_What you are asked to do:_ Please reproduce, word for word, everything in the records from the line containing "Indicate the zipfer" down to the line containing "Query: arched window", with both of those lines included and nothing else.

.....

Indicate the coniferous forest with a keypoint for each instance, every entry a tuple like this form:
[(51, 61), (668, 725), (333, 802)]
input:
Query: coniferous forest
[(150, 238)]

.....

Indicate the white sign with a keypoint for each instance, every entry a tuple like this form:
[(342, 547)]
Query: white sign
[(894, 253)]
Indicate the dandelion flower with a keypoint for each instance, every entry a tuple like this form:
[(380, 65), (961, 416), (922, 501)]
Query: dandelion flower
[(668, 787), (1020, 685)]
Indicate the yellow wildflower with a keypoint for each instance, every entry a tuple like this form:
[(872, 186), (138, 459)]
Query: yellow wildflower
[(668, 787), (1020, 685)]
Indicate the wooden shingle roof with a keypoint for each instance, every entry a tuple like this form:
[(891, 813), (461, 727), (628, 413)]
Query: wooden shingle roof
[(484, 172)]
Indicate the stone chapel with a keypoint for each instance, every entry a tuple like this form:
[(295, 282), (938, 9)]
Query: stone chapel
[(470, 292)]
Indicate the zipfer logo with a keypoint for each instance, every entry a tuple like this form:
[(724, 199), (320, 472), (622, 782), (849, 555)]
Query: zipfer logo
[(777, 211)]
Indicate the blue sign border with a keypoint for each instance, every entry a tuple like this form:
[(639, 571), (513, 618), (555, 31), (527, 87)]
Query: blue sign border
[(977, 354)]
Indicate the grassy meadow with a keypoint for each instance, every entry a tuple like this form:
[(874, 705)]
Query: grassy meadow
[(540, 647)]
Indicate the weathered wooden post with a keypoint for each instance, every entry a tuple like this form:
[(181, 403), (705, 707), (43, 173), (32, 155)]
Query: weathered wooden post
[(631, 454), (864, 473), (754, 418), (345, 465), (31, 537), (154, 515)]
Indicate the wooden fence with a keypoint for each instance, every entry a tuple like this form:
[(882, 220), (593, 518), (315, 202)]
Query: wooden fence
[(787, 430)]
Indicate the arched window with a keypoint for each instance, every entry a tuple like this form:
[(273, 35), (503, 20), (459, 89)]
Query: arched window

.....

_Correct output:_
Indicate the zipfer logo with a keypoint for each instance, every entry a tuple like this form:
[(724, 199), (320, 472), (622, 782), (849, 555)]
Query: zipfer logo
[(777, 211)]
Indicate the blue sign border with a keypoint for each instance, every entry a tuple like this form:
[(639, 571), (513, 618), (555, 31), (527, 87)]
Query: blue sign border
[(977, 354)]
Indicate the grassy meadow with a keypoint for each instance, every entry a tuple like this form:
[(874, 705)]
Query: grassy meadow
[(540, 647)]
Indicate the weathered wooden post with a keypoint for each instance, every entry a tuple like this form:
[(181, 403), (705, 707), (43, 173), (32, 155)]
Query: weathered wooden post
[(631, 454), (864, 473), (754, 418), (345, 465), (31, 537), (154, 515)]
Indicate the wooden fence with a keypoint for each instance, every entry a tuple like this form:
[(882, 220), (593, 518), (315, 202)]
Query: wooden fence
[(787, 430)]
Indicate the arched window with a keypoint for each instance, every entry a tuple like this form:
[(273, 35), (503, 20), (459, 89)]
Query: arched window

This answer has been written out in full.